Gather every line in the data below that contains the word "leggings" and copy each one out.

::::::::::

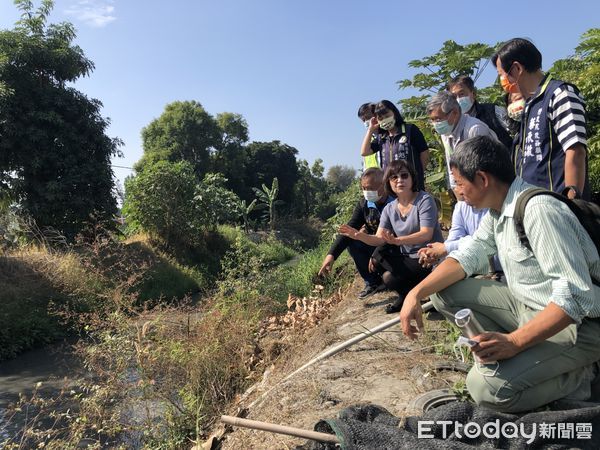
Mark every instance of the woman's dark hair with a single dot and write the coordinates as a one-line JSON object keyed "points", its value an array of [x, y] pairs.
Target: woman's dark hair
{"points": [[385, 105], [482, 153], [519, 50], [394, 168], [366, 108], [462, 80]]}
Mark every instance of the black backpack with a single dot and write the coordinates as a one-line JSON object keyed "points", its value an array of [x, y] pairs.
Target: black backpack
{"points": [[587, 213]]}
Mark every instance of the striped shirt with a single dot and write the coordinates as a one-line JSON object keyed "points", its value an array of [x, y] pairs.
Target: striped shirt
{"points": [[566, 111], [559, 268]]}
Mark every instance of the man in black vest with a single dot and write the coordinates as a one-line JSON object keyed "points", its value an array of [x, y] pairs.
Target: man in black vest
{"points": [[494, 116], [550, 149]]}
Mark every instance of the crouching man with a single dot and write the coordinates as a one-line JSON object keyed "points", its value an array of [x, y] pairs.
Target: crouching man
{"points": [[542, 339], [366, 216]]}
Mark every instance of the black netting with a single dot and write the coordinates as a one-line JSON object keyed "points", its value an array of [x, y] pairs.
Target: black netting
{"points": [[370, 427]]}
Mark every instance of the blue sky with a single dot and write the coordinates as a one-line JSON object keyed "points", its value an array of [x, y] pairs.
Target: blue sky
{"points": [[297, 71]]}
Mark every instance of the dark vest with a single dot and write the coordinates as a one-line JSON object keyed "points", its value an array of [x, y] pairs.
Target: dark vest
{"points": [[538, 156], [486, 112], [399, 147]]}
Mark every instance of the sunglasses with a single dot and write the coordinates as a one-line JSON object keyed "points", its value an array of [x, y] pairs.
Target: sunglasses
{"points": [[401, 175]]}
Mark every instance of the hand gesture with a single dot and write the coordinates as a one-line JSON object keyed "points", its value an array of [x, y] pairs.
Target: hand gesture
{"points": [[389, 237], [494, 346], [348, 231], [326, 266], [411, 311], [430, 255]]}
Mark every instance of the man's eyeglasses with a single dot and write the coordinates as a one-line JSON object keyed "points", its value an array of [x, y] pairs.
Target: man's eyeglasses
{"points": [[401, 175]]}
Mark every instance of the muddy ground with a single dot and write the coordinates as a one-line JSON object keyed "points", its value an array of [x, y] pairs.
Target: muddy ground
{"points": [[387, 370]]}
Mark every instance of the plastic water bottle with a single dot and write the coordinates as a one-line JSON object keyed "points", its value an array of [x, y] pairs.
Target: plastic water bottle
{"points": [[466, 320]]}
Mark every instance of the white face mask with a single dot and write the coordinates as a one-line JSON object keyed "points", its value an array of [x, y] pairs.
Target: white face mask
{"points": [[371, 196], [465, 104], [387, 123], [515, 109]]}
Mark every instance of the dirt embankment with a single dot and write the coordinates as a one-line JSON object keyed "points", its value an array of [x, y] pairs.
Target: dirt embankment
{"points": [[387, 369]]}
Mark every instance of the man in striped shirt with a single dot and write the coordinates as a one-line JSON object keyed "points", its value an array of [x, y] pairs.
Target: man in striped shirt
{"points": [[550, 149], [542, 328]]}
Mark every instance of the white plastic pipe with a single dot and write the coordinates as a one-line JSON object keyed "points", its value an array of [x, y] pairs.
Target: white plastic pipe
{"points": [[280, 429]]}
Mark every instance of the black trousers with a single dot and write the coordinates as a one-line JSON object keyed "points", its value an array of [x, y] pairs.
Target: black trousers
{"points": [[400, 272]]}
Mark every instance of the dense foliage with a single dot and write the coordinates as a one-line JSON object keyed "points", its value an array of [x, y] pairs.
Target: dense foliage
{"points": [[54, 153]]}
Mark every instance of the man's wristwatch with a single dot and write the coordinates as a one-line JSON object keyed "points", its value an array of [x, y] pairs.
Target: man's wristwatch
{"points": [[573, 188]]}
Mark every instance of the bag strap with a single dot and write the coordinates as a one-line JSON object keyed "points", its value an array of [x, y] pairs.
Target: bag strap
{"points": [[519, 214], [520, 211]]}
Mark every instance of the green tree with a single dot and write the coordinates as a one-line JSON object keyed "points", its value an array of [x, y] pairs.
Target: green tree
{"points": [[214, 203], [160, 201], [583, 70], [312, 192], [230, 155], [54, 153], [183, 132], [269, 160], [267, 199], [450, 61], [340, 177]]}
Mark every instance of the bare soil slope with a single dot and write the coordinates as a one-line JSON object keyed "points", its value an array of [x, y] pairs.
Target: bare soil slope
{"points": [[387, 369]]}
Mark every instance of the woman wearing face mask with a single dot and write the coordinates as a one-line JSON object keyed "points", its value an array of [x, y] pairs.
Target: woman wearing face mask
{"points": [[398, 140], [515, 104], [407, 224]]}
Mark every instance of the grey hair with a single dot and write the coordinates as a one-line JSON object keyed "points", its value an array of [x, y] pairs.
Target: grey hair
{"points": [[443, 99], [482, 153]]}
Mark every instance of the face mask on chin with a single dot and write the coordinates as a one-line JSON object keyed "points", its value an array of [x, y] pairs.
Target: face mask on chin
{"points": [[371, 196], [443, 127], [511, 88], [387, 123], [515, 110]]}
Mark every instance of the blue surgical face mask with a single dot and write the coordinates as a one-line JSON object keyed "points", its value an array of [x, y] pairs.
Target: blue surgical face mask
{"points": [[443, 127], [465, 104], [387, 123], [371, 196]]}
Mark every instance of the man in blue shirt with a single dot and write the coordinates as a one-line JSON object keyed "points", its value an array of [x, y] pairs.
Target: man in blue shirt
{"points": [[366, 216]]}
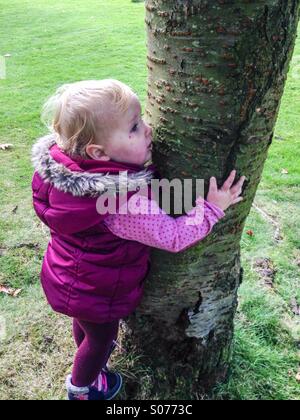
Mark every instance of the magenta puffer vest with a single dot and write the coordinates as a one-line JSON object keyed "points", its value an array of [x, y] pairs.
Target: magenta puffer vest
{"points": [[88, 273]]}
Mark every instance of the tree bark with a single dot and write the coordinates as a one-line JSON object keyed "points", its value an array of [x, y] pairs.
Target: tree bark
{"points": [[217, 71]]}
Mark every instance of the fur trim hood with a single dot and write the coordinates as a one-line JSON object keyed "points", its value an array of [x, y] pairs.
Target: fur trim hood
{"points": [[83, 183]]}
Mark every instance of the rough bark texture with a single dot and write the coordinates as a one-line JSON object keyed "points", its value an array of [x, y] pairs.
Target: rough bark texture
{"points": [[217, 71]]}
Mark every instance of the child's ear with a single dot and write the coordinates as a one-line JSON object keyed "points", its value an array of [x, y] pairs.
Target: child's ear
{"points": [[96, 152]]}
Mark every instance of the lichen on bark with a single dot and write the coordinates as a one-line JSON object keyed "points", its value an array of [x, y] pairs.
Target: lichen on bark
{"points": [[217, 71]]}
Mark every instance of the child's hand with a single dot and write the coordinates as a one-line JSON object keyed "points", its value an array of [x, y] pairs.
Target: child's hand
{"points": [[228, 194]]}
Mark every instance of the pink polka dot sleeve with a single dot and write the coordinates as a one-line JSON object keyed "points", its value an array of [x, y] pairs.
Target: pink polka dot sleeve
{"points": [[150, 225]]}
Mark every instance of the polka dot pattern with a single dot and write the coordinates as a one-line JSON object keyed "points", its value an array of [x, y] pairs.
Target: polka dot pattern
{"points": [[147, 223]]}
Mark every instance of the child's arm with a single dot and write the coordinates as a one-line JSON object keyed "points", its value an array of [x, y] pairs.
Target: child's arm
{"points": [[156, 229], [162, 231]]}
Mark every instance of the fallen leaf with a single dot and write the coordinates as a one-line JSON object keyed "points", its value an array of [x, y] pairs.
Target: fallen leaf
{"points": [[267, 271], [5, 146], [279, 138], [295, 307], [10, 291]]}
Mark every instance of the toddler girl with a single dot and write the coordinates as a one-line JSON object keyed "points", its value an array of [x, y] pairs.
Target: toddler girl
{"points": [[96, 262]]}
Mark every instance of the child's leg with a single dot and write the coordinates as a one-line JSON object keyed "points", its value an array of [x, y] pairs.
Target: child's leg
{"points": [[93, 351], [78, 333]]}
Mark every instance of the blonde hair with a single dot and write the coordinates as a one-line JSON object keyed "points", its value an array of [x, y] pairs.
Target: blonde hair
{"points": [[81, 112]]}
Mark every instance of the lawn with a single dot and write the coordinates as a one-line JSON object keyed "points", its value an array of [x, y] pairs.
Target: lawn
{"points": [[49, 43]]}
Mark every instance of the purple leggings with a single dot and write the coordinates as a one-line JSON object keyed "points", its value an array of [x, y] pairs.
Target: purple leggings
{"points": [[94, 342]]}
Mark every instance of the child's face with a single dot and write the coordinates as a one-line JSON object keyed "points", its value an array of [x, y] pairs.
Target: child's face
{"points": [[131, 140]]}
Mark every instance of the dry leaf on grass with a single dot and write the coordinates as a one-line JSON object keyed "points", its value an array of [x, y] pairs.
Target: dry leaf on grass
{"points": [[267, 271], [6, 146], [10, 291]]}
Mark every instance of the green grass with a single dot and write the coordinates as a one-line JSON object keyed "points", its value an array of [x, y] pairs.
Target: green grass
{"points": [[51, 43]]}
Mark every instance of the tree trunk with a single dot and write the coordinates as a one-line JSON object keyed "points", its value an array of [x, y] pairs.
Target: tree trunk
{"points": [[217, 71]]}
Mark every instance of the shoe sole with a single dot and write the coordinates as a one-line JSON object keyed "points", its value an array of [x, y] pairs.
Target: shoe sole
{"points": [[116, 392]]}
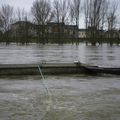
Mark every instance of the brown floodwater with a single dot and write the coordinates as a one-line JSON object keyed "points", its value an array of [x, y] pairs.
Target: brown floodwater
{"points": [[65, 97]]}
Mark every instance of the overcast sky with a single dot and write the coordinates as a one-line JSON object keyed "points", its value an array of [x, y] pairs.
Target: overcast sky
{"points": [[26, 4]]}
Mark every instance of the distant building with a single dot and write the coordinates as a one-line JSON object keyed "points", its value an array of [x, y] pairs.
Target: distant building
{"points": [[22, 28]]}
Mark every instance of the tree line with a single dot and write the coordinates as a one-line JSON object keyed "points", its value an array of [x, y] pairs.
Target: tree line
{"points": [[98, 15]]}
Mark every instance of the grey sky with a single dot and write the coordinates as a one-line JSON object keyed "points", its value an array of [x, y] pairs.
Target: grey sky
{"points": [[26, 4]]}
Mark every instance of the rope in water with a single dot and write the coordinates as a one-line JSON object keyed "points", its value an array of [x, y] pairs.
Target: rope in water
{"points": [[47, 90]]}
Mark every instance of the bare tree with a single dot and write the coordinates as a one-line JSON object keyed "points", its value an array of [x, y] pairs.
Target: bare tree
{"points": [[75, 7], [95, 11], [6, 17], [111, 16], [21, 14]]}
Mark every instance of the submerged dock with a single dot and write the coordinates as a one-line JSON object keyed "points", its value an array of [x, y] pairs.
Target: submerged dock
{"points": [[33, 69], [54, 69]]}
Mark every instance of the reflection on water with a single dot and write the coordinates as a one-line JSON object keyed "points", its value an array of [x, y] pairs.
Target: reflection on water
{"points": [[98, 55], [73, 98]]}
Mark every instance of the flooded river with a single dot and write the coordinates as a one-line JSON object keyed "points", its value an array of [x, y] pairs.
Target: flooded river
{"points": [[68, 97]]}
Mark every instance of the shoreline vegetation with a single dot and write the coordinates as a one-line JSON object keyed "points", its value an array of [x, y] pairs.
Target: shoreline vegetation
{"points": [[59, 22]]}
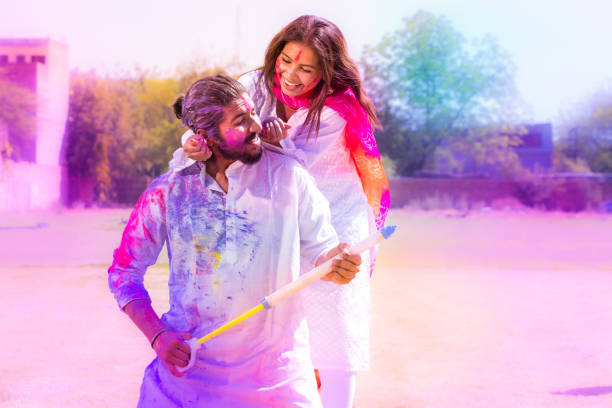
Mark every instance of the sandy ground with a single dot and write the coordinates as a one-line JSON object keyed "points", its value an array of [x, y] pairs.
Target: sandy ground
{"points": [[489, 310]]}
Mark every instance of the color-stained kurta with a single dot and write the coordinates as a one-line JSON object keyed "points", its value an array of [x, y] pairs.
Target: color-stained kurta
{"points": [[227, 251]]}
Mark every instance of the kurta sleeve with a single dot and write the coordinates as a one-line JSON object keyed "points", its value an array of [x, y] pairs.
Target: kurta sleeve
{"points": [[143, 239], [180, 161], [308, 149], [317, 235]]}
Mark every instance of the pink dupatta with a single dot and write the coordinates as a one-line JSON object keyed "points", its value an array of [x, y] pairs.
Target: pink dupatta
{"points": [[360, 141]]}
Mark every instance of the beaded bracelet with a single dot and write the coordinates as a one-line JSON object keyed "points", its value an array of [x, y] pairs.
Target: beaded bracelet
{"points": [[156, 335]]}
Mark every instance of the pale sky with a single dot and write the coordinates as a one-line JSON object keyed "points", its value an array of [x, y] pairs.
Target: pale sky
{"points": [[562, 49]]}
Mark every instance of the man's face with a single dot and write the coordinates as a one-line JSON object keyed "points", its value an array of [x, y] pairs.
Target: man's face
{"points": [[239, 131]]}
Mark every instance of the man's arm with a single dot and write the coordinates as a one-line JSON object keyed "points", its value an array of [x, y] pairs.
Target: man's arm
{"points": [[168, 345], [143, 238]]}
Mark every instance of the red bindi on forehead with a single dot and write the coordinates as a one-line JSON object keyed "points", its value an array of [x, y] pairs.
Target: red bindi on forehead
{"points": [[248, 103]]}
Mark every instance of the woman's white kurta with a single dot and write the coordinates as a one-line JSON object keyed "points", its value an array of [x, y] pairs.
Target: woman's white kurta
{"points": [[338, 316]]}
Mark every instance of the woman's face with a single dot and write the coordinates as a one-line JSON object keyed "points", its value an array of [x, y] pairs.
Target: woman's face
{"points": [[298, 68]]}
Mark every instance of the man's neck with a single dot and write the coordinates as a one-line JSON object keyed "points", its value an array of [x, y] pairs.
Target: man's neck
{"points": [[216, 166]]}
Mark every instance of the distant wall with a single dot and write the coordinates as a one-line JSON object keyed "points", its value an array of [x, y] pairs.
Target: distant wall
{"points": [[564, 192], [25, 186]]}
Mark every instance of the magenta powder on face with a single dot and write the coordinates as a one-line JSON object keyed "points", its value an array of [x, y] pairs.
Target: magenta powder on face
{"points": [[234, 137]]}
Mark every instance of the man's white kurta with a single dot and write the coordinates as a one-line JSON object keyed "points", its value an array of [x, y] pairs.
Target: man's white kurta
{"points": [[227, 251]]}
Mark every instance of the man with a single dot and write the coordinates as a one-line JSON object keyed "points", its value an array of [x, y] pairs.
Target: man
{"points": [[235, 231]]}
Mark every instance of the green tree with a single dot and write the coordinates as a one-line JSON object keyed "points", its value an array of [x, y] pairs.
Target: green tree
{"points": [[586, 135], [122, 131], [430, 84]]}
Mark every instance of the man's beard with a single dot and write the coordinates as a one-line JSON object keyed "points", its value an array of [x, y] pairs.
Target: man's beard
{"points": [[247, 157]]}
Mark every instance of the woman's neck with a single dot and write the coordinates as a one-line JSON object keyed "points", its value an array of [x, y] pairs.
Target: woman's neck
{"points": [[283, 111]]}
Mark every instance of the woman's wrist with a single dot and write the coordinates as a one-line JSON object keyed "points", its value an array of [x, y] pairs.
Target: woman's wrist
{"points": [[157, 334]]}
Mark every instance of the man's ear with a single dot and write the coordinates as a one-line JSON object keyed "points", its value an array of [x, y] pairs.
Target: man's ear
{"points": [[210, 141]]}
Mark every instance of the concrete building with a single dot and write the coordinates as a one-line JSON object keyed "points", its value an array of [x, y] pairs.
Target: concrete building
{"points": [[536, 150], [31, 175]]}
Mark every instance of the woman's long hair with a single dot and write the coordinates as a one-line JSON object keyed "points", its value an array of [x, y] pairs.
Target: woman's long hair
{"points": [[338, 70]]}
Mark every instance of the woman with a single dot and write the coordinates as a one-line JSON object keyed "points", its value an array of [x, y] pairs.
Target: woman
{"points": [[310, 90]]}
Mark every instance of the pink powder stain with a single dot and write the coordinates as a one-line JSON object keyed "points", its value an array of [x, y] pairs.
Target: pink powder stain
{"points": [[235, 137], [248, 103], [312, 84]]}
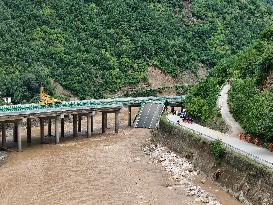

::::::::::

* _Answer to this problem_
Mark every instance of the purple leggings with a single dot and write the coordinates as a one-line JSON object keyed "points", its value an array of [x, y] pairs.
Target: purple leggings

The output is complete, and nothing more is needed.